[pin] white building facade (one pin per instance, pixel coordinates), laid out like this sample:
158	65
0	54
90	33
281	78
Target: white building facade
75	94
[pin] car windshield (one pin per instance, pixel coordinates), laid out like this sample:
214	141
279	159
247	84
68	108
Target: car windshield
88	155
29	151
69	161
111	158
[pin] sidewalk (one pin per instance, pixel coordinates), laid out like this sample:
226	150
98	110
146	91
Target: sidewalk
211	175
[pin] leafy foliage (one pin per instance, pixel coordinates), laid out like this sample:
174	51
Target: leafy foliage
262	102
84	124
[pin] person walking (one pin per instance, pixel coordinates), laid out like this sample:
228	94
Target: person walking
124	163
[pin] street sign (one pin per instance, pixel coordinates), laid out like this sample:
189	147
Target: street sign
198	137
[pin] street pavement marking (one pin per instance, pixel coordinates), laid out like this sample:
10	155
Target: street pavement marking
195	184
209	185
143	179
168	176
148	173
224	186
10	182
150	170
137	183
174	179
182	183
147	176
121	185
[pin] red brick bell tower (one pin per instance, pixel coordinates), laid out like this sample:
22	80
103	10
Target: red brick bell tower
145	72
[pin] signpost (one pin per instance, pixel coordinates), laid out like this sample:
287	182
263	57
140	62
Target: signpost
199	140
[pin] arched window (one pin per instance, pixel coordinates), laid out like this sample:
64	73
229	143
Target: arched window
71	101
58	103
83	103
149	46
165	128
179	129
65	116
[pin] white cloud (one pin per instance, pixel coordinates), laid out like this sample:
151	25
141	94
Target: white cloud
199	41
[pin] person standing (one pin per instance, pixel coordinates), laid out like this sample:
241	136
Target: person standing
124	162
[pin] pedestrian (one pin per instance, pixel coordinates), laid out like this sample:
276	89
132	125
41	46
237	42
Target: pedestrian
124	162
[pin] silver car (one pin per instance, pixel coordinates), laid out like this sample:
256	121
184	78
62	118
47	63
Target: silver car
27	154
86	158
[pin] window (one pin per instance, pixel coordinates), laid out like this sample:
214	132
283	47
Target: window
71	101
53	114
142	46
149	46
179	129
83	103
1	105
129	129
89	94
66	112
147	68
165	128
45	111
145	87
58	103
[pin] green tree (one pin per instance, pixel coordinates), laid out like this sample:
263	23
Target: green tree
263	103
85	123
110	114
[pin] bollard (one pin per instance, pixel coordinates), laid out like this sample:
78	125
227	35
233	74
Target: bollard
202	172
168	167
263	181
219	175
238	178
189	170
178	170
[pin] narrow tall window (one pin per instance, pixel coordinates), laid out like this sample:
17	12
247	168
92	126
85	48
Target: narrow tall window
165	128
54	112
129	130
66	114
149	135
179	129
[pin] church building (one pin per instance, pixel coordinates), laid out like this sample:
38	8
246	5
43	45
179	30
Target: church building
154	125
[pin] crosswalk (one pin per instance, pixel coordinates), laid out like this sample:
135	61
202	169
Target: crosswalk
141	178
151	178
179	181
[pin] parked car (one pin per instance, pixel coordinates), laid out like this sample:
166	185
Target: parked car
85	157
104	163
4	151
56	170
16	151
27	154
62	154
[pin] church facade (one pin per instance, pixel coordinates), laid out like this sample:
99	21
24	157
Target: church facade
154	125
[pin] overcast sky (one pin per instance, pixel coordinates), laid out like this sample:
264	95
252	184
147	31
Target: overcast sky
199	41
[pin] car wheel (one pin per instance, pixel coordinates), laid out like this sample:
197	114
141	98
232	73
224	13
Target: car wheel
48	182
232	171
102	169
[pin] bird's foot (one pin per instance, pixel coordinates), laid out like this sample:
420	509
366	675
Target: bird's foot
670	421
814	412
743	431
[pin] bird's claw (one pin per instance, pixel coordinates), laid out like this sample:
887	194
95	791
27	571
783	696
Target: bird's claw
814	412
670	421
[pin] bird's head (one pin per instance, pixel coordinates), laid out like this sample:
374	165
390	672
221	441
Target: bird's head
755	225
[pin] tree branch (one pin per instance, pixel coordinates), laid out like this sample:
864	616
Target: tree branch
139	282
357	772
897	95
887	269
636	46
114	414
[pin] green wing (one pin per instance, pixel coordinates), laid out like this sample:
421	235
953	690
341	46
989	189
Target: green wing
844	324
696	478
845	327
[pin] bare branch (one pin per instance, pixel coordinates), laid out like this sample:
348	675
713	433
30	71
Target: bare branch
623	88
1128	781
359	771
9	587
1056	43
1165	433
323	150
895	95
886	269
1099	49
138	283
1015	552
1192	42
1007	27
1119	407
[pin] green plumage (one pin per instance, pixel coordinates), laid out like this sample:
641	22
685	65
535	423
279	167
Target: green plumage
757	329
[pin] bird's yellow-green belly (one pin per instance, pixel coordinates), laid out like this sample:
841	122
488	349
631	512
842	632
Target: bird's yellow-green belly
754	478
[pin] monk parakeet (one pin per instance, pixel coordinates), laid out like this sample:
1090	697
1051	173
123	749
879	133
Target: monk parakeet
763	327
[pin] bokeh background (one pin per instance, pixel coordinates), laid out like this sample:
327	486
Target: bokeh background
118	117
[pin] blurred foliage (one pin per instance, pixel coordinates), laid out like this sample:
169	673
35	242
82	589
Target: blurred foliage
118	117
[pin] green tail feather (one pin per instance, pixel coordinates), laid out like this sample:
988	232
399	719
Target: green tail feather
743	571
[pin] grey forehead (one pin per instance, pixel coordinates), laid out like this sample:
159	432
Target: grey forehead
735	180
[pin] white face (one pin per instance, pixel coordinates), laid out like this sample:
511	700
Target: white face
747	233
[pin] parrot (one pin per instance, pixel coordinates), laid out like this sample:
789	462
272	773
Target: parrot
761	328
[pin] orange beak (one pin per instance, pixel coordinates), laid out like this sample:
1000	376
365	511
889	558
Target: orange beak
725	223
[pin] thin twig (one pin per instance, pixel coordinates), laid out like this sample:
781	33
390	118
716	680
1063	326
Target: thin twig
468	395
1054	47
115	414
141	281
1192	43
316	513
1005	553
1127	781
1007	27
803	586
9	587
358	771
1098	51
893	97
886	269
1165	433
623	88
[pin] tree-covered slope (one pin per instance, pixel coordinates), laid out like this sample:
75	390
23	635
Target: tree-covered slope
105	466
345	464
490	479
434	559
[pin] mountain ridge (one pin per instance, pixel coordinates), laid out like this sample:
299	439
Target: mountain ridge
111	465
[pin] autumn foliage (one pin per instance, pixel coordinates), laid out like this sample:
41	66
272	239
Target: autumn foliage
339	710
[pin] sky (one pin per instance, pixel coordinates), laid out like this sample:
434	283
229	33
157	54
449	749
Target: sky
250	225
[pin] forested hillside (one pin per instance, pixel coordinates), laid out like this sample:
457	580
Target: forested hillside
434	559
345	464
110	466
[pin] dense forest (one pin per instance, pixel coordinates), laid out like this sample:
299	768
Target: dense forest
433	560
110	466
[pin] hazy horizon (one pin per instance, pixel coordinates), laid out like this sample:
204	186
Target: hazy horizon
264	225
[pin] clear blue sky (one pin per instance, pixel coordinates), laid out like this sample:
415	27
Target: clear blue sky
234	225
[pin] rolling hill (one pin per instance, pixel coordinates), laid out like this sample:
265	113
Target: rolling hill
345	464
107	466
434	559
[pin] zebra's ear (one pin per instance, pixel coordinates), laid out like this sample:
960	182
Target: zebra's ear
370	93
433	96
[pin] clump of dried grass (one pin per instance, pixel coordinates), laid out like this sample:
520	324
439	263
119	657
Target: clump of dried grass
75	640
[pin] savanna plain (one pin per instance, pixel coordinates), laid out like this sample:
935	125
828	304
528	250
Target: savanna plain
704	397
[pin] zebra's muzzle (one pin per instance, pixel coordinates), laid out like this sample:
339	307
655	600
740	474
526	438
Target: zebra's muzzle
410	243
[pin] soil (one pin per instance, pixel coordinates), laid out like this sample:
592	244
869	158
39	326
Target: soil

☆ ☆ ☆

== What is required ==
Each line of the data that has the string "soil" should be returned.

== Result of this exercise ==
[pin] soil (one pin per instance, pixel coordinates), laid out like this sample:
Target: soil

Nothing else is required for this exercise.